Records from a collection

##########

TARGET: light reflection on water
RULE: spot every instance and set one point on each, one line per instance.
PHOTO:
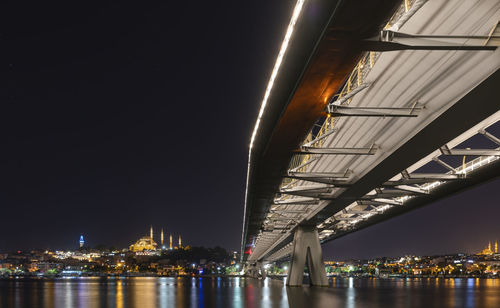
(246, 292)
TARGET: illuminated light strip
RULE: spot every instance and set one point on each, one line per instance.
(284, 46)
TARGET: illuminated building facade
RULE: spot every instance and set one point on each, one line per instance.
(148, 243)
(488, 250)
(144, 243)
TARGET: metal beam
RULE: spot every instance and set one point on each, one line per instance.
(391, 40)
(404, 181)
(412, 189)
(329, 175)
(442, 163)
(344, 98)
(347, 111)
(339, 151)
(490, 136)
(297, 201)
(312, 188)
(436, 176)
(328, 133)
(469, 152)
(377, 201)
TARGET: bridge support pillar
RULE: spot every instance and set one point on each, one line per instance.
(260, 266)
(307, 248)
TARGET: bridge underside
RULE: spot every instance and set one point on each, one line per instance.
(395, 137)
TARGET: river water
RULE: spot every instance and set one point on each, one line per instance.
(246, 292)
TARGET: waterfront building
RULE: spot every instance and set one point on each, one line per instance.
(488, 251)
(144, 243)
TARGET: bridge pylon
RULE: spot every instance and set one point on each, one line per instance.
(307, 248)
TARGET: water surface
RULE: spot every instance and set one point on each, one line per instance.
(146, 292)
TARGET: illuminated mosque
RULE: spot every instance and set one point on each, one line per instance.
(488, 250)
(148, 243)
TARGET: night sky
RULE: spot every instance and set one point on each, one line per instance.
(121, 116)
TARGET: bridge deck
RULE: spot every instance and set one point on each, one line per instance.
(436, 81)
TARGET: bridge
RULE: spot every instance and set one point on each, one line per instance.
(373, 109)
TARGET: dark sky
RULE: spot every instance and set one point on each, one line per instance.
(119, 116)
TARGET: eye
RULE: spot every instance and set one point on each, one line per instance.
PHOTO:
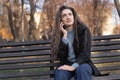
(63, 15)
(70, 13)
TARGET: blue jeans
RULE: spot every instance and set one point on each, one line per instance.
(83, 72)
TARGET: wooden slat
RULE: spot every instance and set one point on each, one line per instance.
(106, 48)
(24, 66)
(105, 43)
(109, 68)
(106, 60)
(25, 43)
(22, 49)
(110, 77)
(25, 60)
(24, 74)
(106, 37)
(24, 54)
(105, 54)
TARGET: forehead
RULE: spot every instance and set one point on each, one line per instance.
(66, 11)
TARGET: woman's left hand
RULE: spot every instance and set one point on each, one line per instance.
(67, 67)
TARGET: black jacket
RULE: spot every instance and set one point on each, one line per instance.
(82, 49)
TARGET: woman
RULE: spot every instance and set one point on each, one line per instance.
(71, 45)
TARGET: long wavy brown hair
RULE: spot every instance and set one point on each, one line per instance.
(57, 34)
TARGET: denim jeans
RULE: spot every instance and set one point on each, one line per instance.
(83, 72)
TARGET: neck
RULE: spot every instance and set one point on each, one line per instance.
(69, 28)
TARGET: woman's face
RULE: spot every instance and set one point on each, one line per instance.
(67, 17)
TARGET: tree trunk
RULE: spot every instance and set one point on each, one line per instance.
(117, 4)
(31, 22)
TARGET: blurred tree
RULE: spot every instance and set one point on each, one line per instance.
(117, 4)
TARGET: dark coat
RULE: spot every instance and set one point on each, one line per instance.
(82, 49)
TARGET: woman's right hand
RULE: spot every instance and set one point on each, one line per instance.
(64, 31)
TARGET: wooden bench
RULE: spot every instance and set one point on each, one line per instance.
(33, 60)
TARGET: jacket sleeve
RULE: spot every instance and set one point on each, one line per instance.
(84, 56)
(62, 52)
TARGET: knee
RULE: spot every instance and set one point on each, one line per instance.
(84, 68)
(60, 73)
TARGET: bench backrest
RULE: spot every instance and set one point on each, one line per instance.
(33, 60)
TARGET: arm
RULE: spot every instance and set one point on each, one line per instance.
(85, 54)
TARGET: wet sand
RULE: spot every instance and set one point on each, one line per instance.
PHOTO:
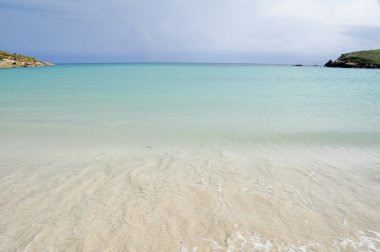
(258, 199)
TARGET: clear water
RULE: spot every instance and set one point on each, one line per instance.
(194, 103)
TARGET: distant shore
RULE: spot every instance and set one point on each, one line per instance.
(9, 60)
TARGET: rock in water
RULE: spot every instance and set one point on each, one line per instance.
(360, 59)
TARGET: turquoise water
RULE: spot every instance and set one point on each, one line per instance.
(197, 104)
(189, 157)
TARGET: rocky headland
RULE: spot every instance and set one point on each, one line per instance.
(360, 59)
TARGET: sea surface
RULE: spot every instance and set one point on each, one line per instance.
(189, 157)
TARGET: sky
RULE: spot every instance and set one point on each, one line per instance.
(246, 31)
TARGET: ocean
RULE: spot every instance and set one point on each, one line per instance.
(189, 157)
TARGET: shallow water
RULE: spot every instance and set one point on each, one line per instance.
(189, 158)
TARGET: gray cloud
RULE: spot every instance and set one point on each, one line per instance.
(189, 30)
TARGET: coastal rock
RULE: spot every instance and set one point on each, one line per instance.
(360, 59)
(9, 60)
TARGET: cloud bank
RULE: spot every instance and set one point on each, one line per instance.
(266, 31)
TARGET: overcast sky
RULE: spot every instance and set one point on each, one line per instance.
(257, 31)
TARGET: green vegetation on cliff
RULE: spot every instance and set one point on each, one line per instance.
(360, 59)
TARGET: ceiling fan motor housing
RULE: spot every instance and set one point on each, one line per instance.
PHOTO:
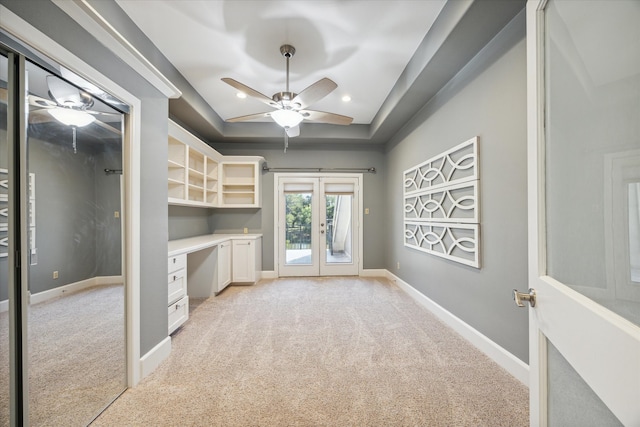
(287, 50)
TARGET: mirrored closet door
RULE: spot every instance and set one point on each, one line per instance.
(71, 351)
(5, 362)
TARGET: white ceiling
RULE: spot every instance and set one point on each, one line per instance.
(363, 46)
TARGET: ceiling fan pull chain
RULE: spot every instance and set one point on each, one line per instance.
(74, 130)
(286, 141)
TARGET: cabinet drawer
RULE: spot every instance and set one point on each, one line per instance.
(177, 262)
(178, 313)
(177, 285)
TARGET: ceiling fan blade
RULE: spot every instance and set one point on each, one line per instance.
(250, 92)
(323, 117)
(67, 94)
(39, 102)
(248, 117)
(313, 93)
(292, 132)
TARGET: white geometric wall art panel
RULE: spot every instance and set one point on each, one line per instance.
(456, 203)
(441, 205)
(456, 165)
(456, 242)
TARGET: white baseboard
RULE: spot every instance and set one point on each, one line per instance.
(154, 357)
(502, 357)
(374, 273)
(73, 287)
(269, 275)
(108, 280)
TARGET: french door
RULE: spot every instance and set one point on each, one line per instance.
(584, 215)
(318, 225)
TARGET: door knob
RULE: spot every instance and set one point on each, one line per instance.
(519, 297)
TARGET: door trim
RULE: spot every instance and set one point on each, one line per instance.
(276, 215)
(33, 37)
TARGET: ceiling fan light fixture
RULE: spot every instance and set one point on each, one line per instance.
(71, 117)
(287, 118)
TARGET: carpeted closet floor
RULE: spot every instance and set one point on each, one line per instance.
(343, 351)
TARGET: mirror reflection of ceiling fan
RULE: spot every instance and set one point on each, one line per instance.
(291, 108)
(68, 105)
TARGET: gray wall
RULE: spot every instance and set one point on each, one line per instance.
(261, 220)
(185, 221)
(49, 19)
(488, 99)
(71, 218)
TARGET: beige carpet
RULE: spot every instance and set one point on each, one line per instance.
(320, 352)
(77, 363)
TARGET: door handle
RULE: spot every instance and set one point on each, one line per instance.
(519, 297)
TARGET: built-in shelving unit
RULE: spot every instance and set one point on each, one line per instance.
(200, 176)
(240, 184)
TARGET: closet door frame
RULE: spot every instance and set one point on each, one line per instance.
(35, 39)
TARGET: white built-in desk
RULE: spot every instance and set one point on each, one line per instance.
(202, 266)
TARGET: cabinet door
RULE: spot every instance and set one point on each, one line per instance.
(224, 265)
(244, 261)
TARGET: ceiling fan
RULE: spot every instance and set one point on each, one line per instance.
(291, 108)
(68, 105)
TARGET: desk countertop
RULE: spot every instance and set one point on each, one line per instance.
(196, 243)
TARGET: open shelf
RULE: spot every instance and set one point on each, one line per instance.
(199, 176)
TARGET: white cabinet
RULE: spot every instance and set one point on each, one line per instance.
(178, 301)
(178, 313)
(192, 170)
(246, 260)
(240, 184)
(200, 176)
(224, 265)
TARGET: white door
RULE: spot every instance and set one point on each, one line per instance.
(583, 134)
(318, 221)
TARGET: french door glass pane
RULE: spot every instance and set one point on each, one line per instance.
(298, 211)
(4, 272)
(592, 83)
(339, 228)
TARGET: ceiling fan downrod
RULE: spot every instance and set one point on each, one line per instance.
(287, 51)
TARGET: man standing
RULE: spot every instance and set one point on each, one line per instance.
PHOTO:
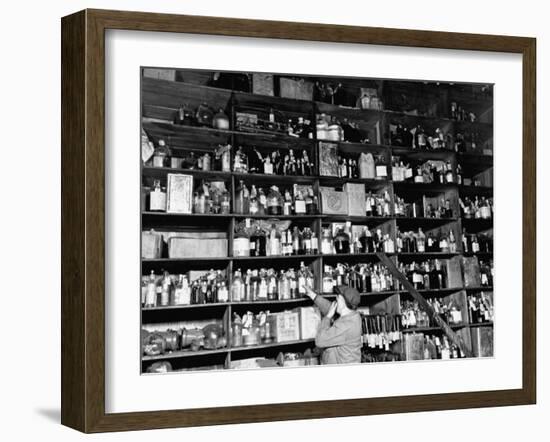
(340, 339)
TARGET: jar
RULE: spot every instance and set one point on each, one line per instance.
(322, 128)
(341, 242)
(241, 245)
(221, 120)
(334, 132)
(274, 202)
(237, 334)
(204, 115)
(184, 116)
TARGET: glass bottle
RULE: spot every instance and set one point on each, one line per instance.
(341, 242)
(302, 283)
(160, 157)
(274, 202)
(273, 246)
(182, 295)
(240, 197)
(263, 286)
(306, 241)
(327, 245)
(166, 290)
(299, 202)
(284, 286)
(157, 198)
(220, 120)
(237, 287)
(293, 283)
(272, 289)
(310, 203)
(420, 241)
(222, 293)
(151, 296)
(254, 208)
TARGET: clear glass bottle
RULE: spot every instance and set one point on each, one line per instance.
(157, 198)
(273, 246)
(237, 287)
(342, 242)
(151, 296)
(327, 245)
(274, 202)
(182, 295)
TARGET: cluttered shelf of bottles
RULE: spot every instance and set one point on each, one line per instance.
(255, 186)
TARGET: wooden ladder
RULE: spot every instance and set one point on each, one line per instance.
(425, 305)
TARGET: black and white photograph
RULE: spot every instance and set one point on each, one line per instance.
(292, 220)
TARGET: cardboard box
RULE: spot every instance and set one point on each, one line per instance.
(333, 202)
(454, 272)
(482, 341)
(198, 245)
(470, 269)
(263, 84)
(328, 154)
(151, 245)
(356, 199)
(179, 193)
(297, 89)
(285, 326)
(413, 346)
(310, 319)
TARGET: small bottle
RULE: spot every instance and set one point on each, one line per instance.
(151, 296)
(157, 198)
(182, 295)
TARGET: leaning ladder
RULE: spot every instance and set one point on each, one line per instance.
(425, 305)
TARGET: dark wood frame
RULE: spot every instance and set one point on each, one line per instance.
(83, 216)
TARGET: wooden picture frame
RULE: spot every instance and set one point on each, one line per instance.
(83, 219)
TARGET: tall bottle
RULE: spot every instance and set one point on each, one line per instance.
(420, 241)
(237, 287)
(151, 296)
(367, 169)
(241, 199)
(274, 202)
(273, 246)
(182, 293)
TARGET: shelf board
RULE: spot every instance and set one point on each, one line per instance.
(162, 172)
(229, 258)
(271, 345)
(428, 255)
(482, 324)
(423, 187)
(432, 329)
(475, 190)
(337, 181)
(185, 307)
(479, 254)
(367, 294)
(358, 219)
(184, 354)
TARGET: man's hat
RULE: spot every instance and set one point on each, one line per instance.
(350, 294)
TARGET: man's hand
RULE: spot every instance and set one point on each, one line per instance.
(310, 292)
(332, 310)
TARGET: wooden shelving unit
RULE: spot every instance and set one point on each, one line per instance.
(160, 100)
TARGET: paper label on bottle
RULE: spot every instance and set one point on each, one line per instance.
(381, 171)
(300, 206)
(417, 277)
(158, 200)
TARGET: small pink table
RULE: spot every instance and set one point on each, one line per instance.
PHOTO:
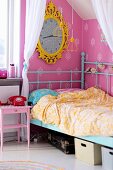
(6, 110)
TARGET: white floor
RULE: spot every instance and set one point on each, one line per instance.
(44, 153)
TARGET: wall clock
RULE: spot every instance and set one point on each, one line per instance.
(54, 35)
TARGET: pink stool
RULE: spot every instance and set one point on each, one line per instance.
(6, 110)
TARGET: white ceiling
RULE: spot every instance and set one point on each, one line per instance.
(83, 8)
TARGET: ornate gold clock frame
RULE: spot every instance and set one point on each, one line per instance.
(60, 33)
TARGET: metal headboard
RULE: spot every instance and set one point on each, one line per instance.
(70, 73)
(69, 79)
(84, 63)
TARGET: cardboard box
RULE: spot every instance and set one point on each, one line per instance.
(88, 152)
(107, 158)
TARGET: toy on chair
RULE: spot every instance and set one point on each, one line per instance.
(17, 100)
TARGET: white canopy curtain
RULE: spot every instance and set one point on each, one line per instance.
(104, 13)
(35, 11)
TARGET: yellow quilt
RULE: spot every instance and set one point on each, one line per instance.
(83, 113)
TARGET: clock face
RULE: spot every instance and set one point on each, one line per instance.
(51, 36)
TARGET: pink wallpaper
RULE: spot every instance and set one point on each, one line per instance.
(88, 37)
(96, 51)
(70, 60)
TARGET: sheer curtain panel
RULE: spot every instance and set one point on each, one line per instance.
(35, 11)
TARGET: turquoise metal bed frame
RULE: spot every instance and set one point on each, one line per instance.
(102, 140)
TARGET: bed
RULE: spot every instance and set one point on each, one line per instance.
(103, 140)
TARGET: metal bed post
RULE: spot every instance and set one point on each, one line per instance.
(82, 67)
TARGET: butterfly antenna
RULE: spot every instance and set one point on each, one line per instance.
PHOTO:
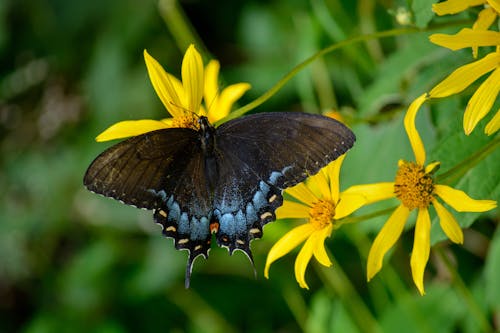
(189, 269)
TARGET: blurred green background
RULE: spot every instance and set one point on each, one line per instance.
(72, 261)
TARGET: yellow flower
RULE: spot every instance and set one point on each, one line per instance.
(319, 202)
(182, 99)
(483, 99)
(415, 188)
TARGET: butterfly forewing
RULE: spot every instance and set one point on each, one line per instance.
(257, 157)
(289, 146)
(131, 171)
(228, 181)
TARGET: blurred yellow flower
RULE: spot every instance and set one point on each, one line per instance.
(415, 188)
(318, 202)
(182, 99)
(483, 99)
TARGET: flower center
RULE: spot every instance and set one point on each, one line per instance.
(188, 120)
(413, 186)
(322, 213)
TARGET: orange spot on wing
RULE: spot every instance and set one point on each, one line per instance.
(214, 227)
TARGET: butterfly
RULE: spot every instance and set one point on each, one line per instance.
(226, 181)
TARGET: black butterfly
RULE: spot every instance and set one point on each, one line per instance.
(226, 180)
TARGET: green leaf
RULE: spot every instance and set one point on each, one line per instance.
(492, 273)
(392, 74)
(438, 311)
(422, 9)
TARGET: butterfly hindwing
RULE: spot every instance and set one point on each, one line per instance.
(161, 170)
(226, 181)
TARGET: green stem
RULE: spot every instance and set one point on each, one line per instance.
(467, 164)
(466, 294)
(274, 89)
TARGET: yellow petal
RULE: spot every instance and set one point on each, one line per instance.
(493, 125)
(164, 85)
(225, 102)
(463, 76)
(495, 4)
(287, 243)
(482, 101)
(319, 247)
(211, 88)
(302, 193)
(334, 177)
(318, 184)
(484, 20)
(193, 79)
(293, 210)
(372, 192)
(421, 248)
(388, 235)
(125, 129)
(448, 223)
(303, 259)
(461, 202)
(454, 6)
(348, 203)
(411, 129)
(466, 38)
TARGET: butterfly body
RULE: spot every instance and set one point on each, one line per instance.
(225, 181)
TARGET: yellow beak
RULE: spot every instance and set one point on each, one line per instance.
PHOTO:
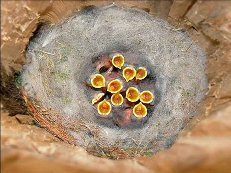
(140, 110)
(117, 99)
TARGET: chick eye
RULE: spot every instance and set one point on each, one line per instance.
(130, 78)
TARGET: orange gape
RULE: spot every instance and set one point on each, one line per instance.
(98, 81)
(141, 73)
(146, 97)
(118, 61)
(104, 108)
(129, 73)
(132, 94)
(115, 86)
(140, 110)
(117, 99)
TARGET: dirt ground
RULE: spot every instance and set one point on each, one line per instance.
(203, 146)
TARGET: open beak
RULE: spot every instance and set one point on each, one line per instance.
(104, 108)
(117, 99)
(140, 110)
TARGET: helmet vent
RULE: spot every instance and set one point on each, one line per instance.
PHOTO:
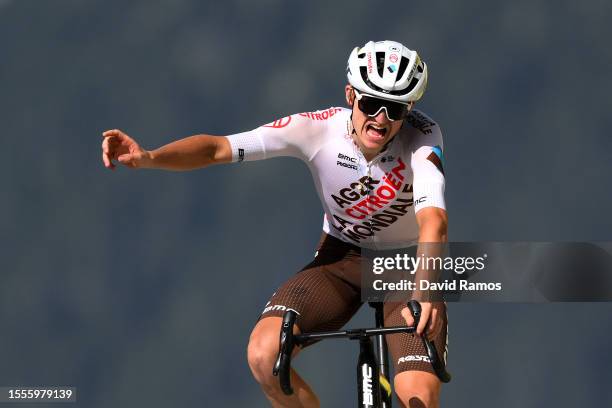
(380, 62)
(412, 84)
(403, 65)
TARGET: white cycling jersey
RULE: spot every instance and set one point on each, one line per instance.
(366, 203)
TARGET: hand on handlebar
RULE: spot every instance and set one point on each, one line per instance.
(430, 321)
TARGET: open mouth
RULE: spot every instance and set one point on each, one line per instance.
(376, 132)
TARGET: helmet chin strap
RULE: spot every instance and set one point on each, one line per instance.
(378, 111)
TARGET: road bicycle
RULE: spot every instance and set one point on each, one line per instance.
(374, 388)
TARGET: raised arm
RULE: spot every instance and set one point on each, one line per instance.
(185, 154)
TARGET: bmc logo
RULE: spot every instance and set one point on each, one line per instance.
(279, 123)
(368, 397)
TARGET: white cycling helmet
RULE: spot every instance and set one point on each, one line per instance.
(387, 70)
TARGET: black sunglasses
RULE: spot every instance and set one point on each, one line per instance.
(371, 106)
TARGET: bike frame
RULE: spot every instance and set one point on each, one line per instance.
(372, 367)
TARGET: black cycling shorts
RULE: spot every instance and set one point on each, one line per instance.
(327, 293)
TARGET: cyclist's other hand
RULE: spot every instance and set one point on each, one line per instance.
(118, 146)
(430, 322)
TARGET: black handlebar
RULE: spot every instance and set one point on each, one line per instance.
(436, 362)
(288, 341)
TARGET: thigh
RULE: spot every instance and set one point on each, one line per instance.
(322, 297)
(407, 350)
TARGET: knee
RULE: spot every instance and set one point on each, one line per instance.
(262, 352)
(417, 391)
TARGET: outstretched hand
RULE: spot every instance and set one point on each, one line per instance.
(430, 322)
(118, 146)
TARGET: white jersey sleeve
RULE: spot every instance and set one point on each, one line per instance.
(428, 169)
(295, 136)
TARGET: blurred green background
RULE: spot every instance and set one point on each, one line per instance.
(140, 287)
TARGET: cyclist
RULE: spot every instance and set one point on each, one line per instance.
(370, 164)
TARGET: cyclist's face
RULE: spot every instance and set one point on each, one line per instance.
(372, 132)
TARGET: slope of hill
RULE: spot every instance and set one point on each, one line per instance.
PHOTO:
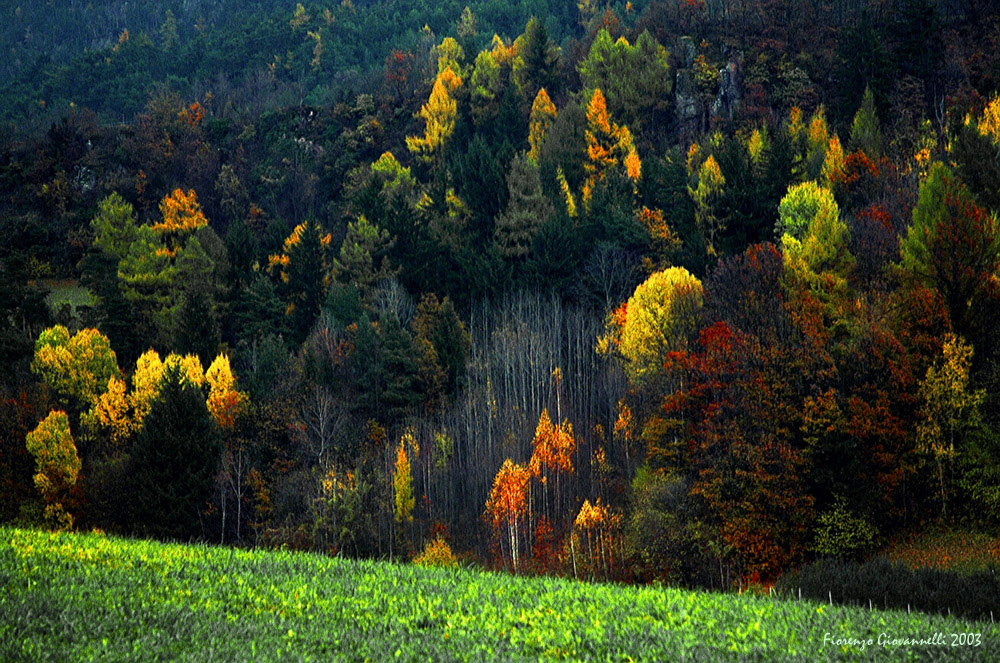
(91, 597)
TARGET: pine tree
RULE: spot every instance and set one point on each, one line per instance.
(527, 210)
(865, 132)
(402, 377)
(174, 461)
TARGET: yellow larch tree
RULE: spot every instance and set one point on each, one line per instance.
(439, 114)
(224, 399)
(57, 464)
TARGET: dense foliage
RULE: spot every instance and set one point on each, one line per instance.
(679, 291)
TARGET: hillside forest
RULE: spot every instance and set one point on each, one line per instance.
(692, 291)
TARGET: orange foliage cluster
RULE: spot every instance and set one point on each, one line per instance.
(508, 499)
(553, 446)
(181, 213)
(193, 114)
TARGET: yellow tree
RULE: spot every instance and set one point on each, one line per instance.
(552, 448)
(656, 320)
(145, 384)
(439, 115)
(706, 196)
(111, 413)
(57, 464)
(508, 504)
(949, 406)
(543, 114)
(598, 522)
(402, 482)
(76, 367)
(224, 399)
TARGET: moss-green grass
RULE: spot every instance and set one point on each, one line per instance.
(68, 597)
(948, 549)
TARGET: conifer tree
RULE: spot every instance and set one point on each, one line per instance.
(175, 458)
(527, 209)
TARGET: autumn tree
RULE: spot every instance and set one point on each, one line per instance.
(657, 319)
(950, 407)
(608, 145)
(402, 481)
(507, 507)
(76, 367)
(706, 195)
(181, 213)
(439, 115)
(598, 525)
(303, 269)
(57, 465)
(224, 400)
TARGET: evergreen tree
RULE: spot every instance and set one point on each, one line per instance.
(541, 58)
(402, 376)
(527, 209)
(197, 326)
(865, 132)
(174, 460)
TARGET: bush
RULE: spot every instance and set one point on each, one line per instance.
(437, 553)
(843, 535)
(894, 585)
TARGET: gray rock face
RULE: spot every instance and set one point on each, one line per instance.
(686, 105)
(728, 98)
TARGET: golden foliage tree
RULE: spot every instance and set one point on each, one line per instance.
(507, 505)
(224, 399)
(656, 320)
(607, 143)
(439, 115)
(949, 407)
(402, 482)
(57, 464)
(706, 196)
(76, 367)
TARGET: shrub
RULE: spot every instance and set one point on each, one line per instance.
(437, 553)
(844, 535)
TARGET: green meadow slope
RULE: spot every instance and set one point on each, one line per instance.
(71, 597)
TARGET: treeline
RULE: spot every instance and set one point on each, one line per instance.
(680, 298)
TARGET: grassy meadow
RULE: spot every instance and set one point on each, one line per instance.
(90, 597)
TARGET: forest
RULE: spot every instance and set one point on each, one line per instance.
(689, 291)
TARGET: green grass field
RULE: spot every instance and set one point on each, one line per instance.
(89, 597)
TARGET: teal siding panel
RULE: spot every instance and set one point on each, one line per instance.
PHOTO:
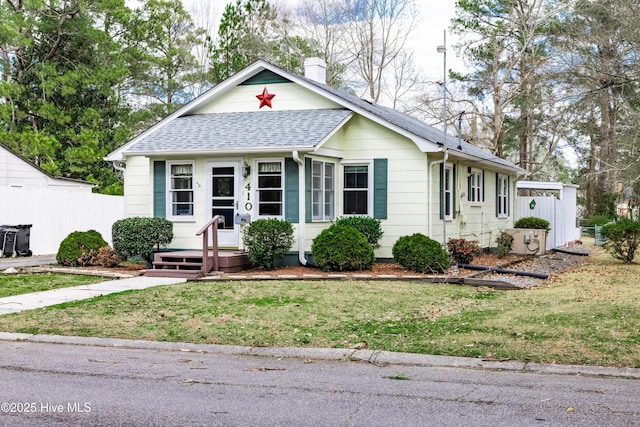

##########

→ **WORK ITEM**
Output, from the data above, the lines from the line with "TARGET: pink stool" to the line with "TARGET: toy on chair" exactly as they stand, both ends included and nothing else.

→ **SOLUTION TO THIS EXERCISE**
TARGET: pink stool
RULE: spot every instance and set one point on each, one line per instance.
(6, 110)
TARGET: white ceiling
RULE: spot every instance and set one point on each, one line per instance.
(83, 8)
TARGET: ornate gold clock frame
RULE: spot every instance and set one point on each, one line per instance.
(60, 33)
TARGET: metal headboard
RULE: spot every instance and set one point on each, one line per instance.
(70, 73)
(69, 79)
(84, 63)
TARGET: cardboard box
RULE: spot every instance and set one point on each, one line per instance.
(88, 152)
(107, 158)
TARGET: toy on chair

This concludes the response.